[Given task] Can you give the material below again with every "query" replaced by "prompt" and everything else left unchanged?

Records of labeled boxes
<<<<

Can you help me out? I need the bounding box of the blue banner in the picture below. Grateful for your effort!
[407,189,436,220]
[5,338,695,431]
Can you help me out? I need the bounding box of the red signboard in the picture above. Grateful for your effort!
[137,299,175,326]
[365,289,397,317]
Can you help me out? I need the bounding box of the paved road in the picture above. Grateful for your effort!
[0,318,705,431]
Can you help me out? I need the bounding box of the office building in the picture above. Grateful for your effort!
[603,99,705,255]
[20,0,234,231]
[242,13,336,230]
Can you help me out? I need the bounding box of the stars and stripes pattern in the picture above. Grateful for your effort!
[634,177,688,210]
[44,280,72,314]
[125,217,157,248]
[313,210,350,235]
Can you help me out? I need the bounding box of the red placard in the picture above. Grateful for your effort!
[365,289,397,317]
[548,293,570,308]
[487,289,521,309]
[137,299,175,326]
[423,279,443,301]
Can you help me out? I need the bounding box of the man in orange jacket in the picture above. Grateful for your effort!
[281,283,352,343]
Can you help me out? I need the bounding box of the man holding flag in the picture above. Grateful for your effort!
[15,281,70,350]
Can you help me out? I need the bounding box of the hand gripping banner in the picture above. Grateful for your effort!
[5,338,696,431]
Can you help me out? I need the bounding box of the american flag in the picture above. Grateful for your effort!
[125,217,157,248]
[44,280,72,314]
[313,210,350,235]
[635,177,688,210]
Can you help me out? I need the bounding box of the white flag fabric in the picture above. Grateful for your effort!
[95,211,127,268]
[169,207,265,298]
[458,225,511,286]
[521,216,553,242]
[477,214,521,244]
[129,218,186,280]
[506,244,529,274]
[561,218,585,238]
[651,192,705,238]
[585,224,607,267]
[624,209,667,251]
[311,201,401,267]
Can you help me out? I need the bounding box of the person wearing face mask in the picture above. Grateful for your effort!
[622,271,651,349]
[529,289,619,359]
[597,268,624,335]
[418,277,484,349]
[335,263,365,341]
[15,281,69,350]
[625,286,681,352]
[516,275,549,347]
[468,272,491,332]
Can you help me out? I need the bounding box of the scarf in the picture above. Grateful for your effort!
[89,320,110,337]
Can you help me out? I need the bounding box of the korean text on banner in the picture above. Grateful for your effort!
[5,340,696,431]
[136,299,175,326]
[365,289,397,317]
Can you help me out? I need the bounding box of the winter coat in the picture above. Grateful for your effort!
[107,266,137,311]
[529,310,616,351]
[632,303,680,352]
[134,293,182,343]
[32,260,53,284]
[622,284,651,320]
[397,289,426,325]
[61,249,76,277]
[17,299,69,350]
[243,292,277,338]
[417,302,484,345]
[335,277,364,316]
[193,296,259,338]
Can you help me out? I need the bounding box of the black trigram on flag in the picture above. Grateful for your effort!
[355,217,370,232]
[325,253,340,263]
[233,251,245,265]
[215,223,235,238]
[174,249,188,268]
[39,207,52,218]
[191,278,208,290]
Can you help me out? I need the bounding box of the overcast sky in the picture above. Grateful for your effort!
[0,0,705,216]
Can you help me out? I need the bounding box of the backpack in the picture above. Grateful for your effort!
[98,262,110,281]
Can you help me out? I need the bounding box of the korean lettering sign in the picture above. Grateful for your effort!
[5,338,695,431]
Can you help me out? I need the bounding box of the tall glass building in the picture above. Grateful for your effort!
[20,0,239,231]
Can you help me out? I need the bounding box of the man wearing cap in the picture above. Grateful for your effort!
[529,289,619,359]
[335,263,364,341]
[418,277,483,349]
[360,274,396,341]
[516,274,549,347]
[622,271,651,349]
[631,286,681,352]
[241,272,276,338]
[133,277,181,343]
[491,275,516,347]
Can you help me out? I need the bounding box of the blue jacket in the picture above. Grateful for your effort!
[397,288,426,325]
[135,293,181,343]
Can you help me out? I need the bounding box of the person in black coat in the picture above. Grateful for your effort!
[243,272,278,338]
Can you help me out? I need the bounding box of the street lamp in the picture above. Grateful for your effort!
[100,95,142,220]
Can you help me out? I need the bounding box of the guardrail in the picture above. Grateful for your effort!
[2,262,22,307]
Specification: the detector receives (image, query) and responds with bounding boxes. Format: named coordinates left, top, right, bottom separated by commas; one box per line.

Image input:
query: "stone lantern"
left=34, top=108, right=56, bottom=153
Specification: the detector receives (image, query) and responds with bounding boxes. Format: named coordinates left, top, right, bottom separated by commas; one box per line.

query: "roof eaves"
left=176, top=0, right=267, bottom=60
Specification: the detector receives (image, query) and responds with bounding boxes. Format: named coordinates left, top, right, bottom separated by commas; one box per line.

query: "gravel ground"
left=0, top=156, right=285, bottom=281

>>>>

[Task solution]
Can you help me out? I need the bounding box of the blue banner in the picture below. Grateful for your effort!
[407,189,436,220]
[5,338,695,431]
Can you help me out? I need the bounding box of the red signboard in the picture above. Grateful for your effort!
[137,299,175,326]
[365,289,397,317]
Can you help me out? I need the bounding box of the paved road in the picture above. Grateful for your effort!
[0,318,705,431]
Can you help me out? I need the bounding box of the office building in the picture above. Grateful for your effort!
[603,99,705,255]
[20,0,234,231]
[242,13,336,230]
Can you help me out? I need the bounding box of the stars and stripes pattern in the picture above. Grateful for your effort!
[634,177,688,210]
[44,280,72,314]
[125,217,157,248]
[313,210,350,235]
Can you help me out? I need the bounding box of the red placard in the picture above. Grateful for your effort!
[365,289,397,317]
[548,293,570,308]
[487,289,521,309]
[137,299,175,326]
[423,279,443,301]
Can you help me out? I need the bounding box of the man in orange jacket in the picture above. Grateful for your effort!
[281,283,352,343]
Can you help me out? I need the bounding box of the man holding flag in the picture above. Grateful for your effort!
[15,281,70,350]
Can you help me out? I need the bounding box of the hand gripping banner in the picture above. Grateful for your effort!
[5,338,696,431]
Can you help me out? I need the bounding box of the american flag in the picture above. Grateful for your effort!
[125,217,157,248]
[44,280,72,314]
[313,210,350,235]
[635,177,688,210]
Can you help me out? I need the bounding box of the white flag fabric in the picture above. Grateful for your effort!
[95,211,127,268]
[169,207,265,298]
[458,225,511,286]
[521,216,553,242]
[477,214,521,244]
[129,218,186,280]
[506,244,529,274]
[561,218,585,238]
[651,192,705,238]
[585,224,607,267]
[624,209,667,251]
[311,201,401,267]
Can you help me out? I need the bounding box of the person wearing face mask in the picture above. Grateful for your effort!
[622,271,651,349]
[529,289,619,359]
[597,268,624,335]
[418,277,484,349]
[335,263,365,341]
[15,281,69,350]
[625,286,681,352]
[516,275,549,347]
[468,272,491,332]
Can you help me out? I need the bounding box of the scarf in the picture above. Grateful for your effort!
[89,320,110,337]
Can you help me out? I need the bounding box of the korean text on banner in the picture above. Grateful for your effort!
[5,340,696,431]
[136,299,175,326]
[365,289,397,317]
Can you help me out? I need the bounding box of the winter coat in the picture above. Grateful for your effort!
[107,266,137,311]
[529,310,616,351]
[632,303,680,352]
[134,293,182,343]
[32,260,53,284]
[622,284,651,320]
[397,289,426,325]
[61,249,76,277]
[17,299,69,350]
[243,292,277,338]
[417,302,484,345]
[335,277,364,316]
[193,296,259,338]
Can you help me out? I need the bounding box of the black trigram on flag in the picture above. Grateful for your effort!
[355,217,370,232]
[325,253,340,263]
[233,251,245,265]
[215,223,235,238]
[174,249,188,268]
[39,207,52,218]
[191,278,208,290]
Can you help me out? I need the bounding box of the overcast sky in the picture above. Grateful for your effort!
[0,0,705,216]
Can you help me out? I need the bounding box of the backpack in the picture above. Grateful for your effort!
[98,262,110,281]
Can you help me out? I need the bounding box of the korean lettering sign in the picture above. Grateful for your effort!
[5,338,695,431]
Can you help me out? I need the bounding box of the tall glass building in the picture above. Grateful for your effort!
[20,0,239,231]
Can you help me out? I need the bounding box of the man wearing cap in the picture above. Grateful for your effort!
[529,289,619,359]
[335,263,364,341]
[418,277,483,349]
[360,274,396,341]
[516,274,549,347]
[622,271,651,349]
[631,286,681,352]
[241,272,276,338]
[133,277,181,343]
[491,275,516,347]
Can you help me out? I need the bounding box of the blue jacket in the picture above. Grateful for your effort!
[397,288,426,325]
[135,293,181,343]
Can you help me out? I need the bounding box of the person in black coat in the picture above. Grateful for your effort!
[243,272,278,338]
Can you help me out? I need the bounding box of the street lamp in the picture above. Grateful for your effort!
[100,95,142,220]
Can you help me out? I need the bounding box of the guardrail in the picture above. Grateful for your effort!
[2,262,22,307]
Specification: the detector receives (image, prompt) and responds with bounding boxes. Format: named coordinates left, top, right, bottom separated by commas; one box per line.

Image input:
prompt: "stone lantern"
left=34, top=108, right=56, bottom=153
Specification: the detector receives (image, prompt) and responds with bounding boxes. Format: named coordinates left, top, right, bottom separated by commas; one box per line.

prompt: "roof eaves"
left=176, top=0, right=267, bottom=60
Specification: the detector receives (image, prompt) and responds with bounding boxes. Format: named coordinates left, top, right, bottom separated by commas; one box per line.

prompt: "gravel ground"
left=0, top=156, right=285, bottom=281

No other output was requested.